* _Data entries_
-- Begin --

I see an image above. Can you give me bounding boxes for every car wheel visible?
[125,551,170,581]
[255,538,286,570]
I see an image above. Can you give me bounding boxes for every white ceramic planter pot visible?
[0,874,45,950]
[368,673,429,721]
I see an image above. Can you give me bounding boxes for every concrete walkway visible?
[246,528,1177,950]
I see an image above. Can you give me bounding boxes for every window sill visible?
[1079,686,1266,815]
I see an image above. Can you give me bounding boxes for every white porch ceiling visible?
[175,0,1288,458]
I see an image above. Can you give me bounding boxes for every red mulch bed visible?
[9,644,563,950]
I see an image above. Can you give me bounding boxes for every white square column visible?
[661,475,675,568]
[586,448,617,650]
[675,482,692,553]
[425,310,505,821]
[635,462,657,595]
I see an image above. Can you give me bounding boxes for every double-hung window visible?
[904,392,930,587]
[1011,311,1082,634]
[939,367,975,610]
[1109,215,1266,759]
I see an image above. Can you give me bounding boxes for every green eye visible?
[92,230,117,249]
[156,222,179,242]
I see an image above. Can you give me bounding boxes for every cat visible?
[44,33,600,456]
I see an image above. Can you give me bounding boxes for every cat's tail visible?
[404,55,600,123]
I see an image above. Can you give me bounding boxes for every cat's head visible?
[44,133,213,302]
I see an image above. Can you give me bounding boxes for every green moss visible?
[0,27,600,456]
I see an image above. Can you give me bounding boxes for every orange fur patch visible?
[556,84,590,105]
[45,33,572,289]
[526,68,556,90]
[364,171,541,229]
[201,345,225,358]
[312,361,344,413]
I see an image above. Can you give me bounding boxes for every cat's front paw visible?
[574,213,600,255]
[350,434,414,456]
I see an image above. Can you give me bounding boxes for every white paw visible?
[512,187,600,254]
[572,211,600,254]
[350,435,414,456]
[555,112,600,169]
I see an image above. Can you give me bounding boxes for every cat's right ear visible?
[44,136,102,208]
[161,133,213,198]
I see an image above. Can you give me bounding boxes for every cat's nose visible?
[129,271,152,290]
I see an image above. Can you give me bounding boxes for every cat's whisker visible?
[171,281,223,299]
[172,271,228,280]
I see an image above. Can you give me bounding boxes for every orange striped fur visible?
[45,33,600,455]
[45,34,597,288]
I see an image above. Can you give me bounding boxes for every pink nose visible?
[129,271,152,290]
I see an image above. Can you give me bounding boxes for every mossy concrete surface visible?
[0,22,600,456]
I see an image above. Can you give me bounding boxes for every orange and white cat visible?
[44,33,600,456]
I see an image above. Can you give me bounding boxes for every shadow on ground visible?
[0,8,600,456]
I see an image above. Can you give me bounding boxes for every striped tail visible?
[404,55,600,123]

-- End --

* _Instructions to follow_
Restate only the lines of the data from the one containing "mulch bed visible?" through the one containing "[0,27,600,456]", inclusive, swapping "mulch bed" for "flower bed" and keeping everything else the same.

* _Written answer_
I see an image above. Can you give me bounding boxes for every red flower bed visible?
[9,644,563,950]
I see an image above. Can you give me bounding boxes for every white square column visible?
[661,475,675,568]
[586,448,617,650]
[675,482,692,553]
[425,310,505,821]
[635,462,657,595]
I see an image above. Can you give me bounding boxes for every double-hung window visible?
[904,392,930,587]
[1011,311,1082,634]
[939,367,975,610]
[1109,215,1266,759]
I see an image above. Can you give me bounding boxes for every green eye visible?
[92,230,117,249]
[156,222,179,242]
I see an image above. Can you give me bounding boxes for every cat visible?
[44,33,600,456]
I see an image above. Can you give me bounding boxes for every cat's tail visible?
[404,55,600,123]
I see an image above. Can you give me bounding boxes for every cat's head visible?
[44,133,213,302]
I see an image above. Can you give me bounding boxes for every green moss visible?
[0,27,600,456]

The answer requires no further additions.